Problems and tasks
1) Extract the passage of the post on Contarini's treatise on justification running from "Cleaning out some" down to "to the end.", copying it word for word.
2) Continue the post on Contarini's treatise on justification, beginning right after its final sentence.

Extracted text
────────

Cleaning out some paperwork in my office reminded me that, after three years, I should get back to this series and finish it at some point. Lo these many months ago I started a new translation of Cardinal Gasparo Contarini’s treatise De iustificatione, “On Justification.” I was not quite halfway through it when last I paused, so I’d like to bring it through to the end.
When I first began in 2014, I introduced the text briefly as follows:
In 1541, Gasparo Contarini, a cardinal in the Church of Rome, wrote a short but fascinating treatise on justification in which he espouses a position that is neither quite the pure Protestant doctrine nor the later Tridentine doctrine.
Since I still think it useful, when it is finished I still intend to put the whole thing together somewhere where it may be easily accessible. To find all previous installments, enter “Contarini on Justification” in the search bar.
I’ve included the text from part 13 below for context. I would probably revise some things from that previous draft now, but, as Contarini says below, that will have to wait for another time.
The promise of God, moreover, which it [i.e., faith] firmly believes–and for that reason conceives trust [fiduciam]–is (as blessed Thomas says in the First Part of the Second Part), that God remits sins and justifies the wicked through the mystery of Christ. For He Himself became the author of salvation for all those who believe in Him. 1 Therefore this motion of faith, after the renunciation of sin, raises the mind to God and turns [convertit] the soul [animum] to Him. When [the soul] has been turned, God, pouring his own Spirit [into it], heals, sanctifies, justifies, adopts it for a son through the Spirit of his own Son, through whom, when He has been poured into our hearts, we cry, “Abba, Father.” 2 In addition, he grants to us, together with the Spirit of Christ, Christ Himself; and all his justice–for free [gratis], out of his own mercy–he makes ours, he imputes [imputat] to us who have put on Christ.

────────

Information provided
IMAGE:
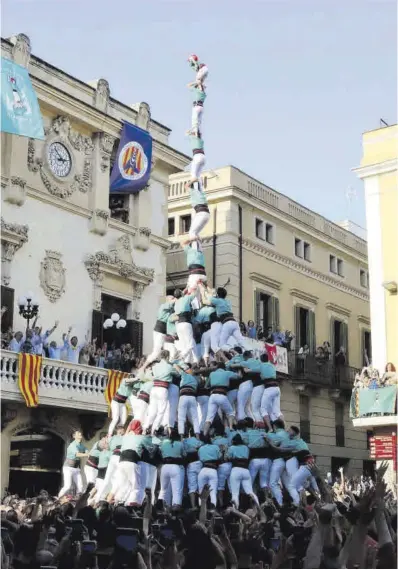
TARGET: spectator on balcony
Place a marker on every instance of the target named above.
(251, 330)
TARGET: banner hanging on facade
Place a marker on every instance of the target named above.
(20, 111)
(132, 167)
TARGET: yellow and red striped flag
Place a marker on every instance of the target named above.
(114, 379)
(29, 371)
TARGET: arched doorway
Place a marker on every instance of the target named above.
(36, 457)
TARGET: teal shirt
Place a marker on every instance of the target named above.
(204, 314)
(164, 371)
(280, 437)
(198, 95)
(188, 380)
(74, 448)
(196, 143)
(197, 196)
(164, 311)
(134, 442)
(104, 458)
(183, 304)
(221, 378)
(222, 305)
(171, 326)
(209, 452)
(115, 441)
(267, 370)
(238, 452)
(191, 444)
(194, 257)
(173, 449)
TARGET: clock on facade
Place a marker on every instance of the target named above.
(59, 159)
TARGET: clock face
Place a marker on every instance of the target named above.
(59, 159)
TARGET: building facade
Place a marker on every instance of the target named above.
(82, 253)
(290, 267)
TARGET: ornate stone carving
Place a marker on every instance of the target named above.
(144, 116)
(101, 95)
(52, 275)
(21, 50)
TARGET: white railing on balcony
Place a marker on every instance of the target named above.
(61, 384)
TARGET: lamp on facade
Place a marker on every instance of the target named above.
(115, 320)
(28, 307)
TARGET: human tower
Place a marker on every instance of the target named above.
(205, 410)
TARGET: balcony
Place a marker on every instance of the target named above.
(62, 384)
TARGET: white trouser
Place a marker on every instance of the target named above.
(217, 401)
(171, 347)
(193, 470)
(172, 475)
(72, 475)
(197, 165)
(148, 480)
(205, 344)
(260, 466)
(244, 395)
(278, 465)
(140, 410)
(111, 469)
(90, 474)
(240, 476)
(223, 471)
(187, 407)
(231, 328)
(158, 342)
(203, 404)
(208, 476)
(119, 416)
(255, 403)
(170, 416)
(215, 332)
(187, 342)
(271, 403)
(157, 408)
(197, 112)
(127, 482)
(199, 221)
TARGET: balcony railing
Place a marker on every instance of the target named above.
(61, 384)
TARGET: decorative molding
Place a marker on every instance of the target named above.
(304, 296)
(267, 281)
(338, 309)
(301, 268)
(52, 275)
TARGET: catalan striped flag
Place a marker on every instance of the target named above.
(114, 379)
(29, 371)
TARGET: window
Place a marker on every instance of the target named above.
(185, 224)
(364, 278)
(269, 233)
(172, 226)
(339, 420)
(307, 251)
(259, 229)
(298, 247)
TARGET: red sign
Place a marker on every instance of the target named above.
(383, 447)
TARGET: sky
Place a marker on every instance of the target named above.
(292, 84)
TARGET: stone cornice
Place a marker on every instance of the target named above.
(338, 309)
(304, 269)
(271, 283)
(304, 296)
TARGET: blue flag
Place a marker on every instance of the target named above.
(132, 167)
(20, 111)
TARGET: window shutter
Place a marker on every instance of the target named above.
(311, 331)
(275, 312)
(7, 300)
(96, 327)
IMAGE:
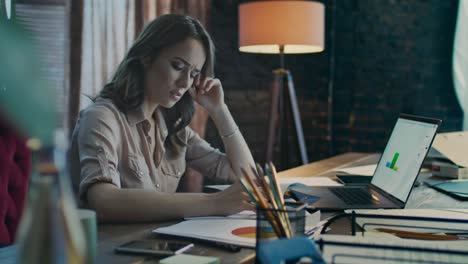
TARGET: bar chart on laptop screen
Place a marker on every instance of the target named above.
(403, 156)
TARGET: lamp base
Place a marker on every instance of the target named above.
(283, 111)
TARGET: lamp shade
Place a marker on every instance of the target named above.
(298, 26)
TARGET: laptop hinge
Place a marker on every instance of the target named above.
(388, 196)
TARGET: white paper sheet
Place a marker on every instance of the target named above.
(224, 229)
(417, 225)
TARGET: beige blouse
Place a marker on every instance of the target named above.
(115, 147)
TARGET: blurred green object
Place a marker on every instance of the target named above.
(26, 101)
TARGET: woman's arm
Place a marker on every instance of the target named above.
(113, 204)
(235, 146)
(209, 93)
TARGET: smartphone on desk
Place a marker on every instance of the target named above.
(351, 179)
(153, 247)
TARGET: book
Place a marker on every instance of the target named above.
(358, 249)
(238, 229)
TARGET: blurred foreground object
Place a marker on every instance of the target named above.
(50, 231)
(25, 100)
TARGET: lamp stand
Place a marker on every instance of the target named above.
(284, 107)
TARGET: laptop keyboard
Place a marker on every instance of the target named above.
(352, 195)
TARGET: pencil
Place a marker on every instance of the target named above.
(277, 226)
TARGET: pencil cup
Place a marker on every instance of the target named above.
(272, 224)
(88, 221)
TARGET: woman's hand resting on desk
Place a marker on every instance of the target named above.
(232, 200)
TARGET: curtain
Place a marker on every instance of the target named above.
(460, 59)
(108, 32)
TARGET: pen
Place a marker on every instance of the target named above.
(189, 246)
(226, 246)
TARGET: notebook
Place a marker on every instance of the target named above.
(395, 174)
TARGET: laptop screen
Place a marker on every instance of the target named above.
(402, 158)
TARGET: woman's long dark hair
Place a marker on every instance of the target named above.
(126, 88)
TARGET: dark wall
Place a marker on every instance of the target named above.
(382, 57)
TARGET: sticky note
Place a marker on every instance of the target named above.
(190, 259)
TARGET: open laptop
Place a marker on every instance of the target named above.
(395, 174)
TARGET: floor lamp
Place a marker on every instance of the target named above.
(282, 27)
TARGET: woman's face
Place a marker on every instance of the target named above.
(173, 71)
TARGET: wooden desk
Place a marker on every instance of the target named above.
(110, 236)
(327, 166)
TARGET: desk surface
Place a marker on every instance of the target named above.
(110, 236)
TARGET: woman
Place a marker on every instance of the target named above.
(132, 145)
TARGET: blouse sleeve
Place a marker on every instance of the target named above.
(209, 161)
(98, 141)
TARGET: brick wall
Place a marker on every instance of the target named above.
(390, 56)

────────

Exercise responses
1)
Cleaning out some paperwork in my office reminded me that, after three years, I should get back to this series and finish it at some point. Lo these many months ago I started a new translation of Cardinal Gasparo Contarini’s treatise De iustificatione, “On Justification.” I was not quite halfway through it when last I paused, so I’d like to bring it through to the end.

2)
Meanwhile, however, while the soul is thus being prepared 3 by the Lord and prepares itself, since this preparation does not come about in a moment of time, except in the case of a miracle, as happened to the Apostle Paul, if the opportunity should be present he who is being turned [converted] does good works and refrains from evil. Nevertheless, justification and sanctification is not rendered 4 for works–as Paul says, as blessed Augustine says in countless passages, and as Thomas [says] expressly in the First Part of the Second Part–but is owed to faith, 5 not because we merit justification by faith and because we believe, but because we receive it 6 by faith; for thus the Apostle says in the Letter to the Galatians: “receiving the promise of the Spirit by faith.” Likewise in the Letter to the Romans: “through whom we have access into this grace by faith.” In the Letter to the Hebrews: “It is necessary that the one approaching God believe,” because by believing do we approach this access. That which the Apostle calls “receiving” blessed Thomas in the Third Part names “application,” 7 saying that the passion of Christ is, as it were, a common 8 medicine, which each one applies to himself by faith and the sacraments 9 of faith
These Protestants name [it] “apprehension”–not with the meaning that you suppose in the letter given to me, which obviously pertains to the knowledge of the intellect, but with the meaning set out above: obviously, by that meaning [of the term] we say that we “apprehend” that thing at which we arrive and which we reach 10 after our movement. 11
We reach, moreover, a twofold justice: the one inherent in us, by which we begin to be just, and are made partakers of the divine nature, and have charity poured out in our hearts; the other, however, not inherent, but bestowed 12 on us together with Christ–I mean the justice of Christ, and all his merit. Each one is bestowed on us at the same time, and we reach each through faith.[new translation begins here]
But which one is prior by nature pertains to scholastic disputations rather than to the business of faith I am treating of. For that reason, I shall put it off for another time, just as I also put off another controversial topic which someone could raise as a question for me–namely, whether the remission of sins and reconciliation with God are prior by nature, or the infusion of grace. If ever I meet with a more convenient opportunity, I shall say what I think in each case, but at the moment each should be passed. However, as to the fact that God has given us Christ and all things together with him, the text of the the Apostle in the letter to the Romans is clear: “He who did not spare his own Son, has he not given us all things together with him?” 13 Likewise, “a Son has been born to us, and a Son has been given to us.” 14 In the Mass, when we offer Christ to God, do we not say in the canon, “We offer to you, from your own presents and gifts, a holy victim, an immaculate victim”? The blessed father Augustine speaks of this in many places, but one now comes to mind (I do not know whether it is in the Soliloquies or the Meditations). 15 “Whatever I am lacking,” says the good father, “I take to myself from the heart 16 of my Lord.” 17 (De iustificatione, pp. 590-1)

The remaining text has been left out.